• **GOAL**: Decide whether each statement below agrees with the sales tax judgment, answering yes or no and quoting the words from the judgment that settle it. 1. The petitioner in S. T. R. P. 43 of 1967 deals in hides and skins. 2. Rule 39-A was made under the rule-making power created by Section 38 of the Act. 3. A dealer claiming a refund under rule 39-A submits a statement in Form 4-A to the assessing authority.
━━━ DOCUMENT
Somnath Iyer, J.
1. These three matters raise the same question, and so, could be disposed of by a common judgment. The petitioner in W. Ps. 417 and 418 of 1967 is a dealer in hides and skins. The petitioner in S. T. R. P. 43 of 1967 is a dealer in copra and coconuts. Their turnover during the relevant assessment years was subjected to sales tax under the Mysore Sales Tax Act, but the goods which were purchased by these two dealers which were declared goods within the meaning of Section 5(4) were subsequently sold in the course of inter-State trade and commerce. So they claimed a refund of the tax which had been paid by them. That refund is what is claimable under the proviso to Section 5(4) of the Mysore Sales Tax Act Which reads:--
'5(4) Notwithstanding anything contained in sub-section (1) a tax under this Act shall be levied in respect of the sale or purchase of any of the declared goods mentioned in column (2) of the Fourth Schedule at the rate and only at the point specified in the corresponding entries of columns (4) and (3) of the said Schedule on the dealer liable to tax under this Act on his taxable turnover of sales or purchases in each year relating to such goods: Provided that where tax has been paid in respect of the sale or purchase of any of the declared goods under this sub-section and such goods are subsequently sold in the course of inter-State trade or commerce, the tax paid under this Act shall be refunded to such person in such manner and subject to such condition as may be prescribed.'
2. In the exercise of the rule-making power created by Section 38 of the Act, Government made rule 39-A which prescribed the manner in which and the conditions subject to which the refund directed by the proviso to Section 5(4) could be made. The relevant part of that rule reads:--
'39-A. Refund of tax in the case of certain types of sales of declared goods.--
(1) The tax levied under sub-section (4) of Section 5 in respect of the sale or purchase inside the State of any goods specified therein shall, if such goods are sold in the course of inter-State trade or commerce, be refunded in the manner and subject to the conditions prescribed in this rule to the dealer who has made the inter-State sale.'
(We have omitted from sub-rule (1) the concluding part of it which was struck down by this Court in Munshi Abdul Rahman & Bros. v. Commercial Tax Officer. (1967) 20 STC 89 (Mys).)
'(2) Every such dealer who claims a refund under the rule, shall within the time allowed in sub-rule (3), submit to the assessing authority a statement in Form 4-A.
━━━━━━
━━━ EXTRACTED MATERIAL
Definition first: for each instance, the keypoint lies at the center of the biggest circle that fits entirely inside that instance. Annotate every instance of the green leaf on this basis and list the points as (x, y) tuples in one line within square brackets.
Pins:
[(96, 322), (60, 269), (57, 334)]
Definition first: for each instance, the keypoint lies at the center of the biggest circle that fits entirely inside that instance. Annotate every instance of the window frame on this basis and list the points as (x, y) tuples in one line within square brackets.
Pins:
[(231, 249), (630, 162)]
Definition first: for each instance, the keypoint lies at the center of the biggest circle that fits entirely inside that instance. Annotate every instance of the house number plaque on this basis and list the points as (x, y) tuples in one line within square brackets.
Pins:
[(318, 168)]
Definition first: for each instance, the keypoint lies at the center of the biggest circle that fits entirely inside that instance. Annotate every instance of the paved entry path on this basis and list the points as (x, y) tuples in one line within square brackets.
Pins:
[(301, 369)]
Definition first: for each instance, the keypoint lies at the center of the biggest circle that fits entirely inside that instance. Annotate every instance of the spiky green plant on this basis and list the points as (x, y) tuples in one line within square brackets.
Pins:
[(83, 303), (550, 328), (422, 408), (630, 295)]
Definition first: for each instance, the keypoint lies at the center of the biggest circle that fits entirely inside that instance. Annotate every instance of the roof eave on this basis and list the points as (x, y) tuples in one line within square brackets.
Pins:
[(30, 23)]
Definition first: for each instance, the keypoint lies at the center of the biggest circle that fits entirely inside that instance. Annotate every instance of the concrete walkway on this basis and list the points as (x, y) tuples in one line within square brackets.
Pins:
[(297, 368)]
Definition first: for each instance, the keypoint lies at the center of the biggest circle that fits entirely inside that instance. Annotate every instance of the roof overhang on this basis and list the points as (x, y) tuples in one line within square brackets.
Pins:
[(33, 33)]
━━━━━━
• **EXERCISE SOLUTION**:
1. No: "The petitioner in S. T. R. P. 43 of 1967 is a dealer in copra and coconuts."
2. Yes: "In the exercise of the rule-making power created by Section 38 of the Act, Government made rule 39-A"
3. Yes: "submit to the assessing authority a statement in Form 4-A"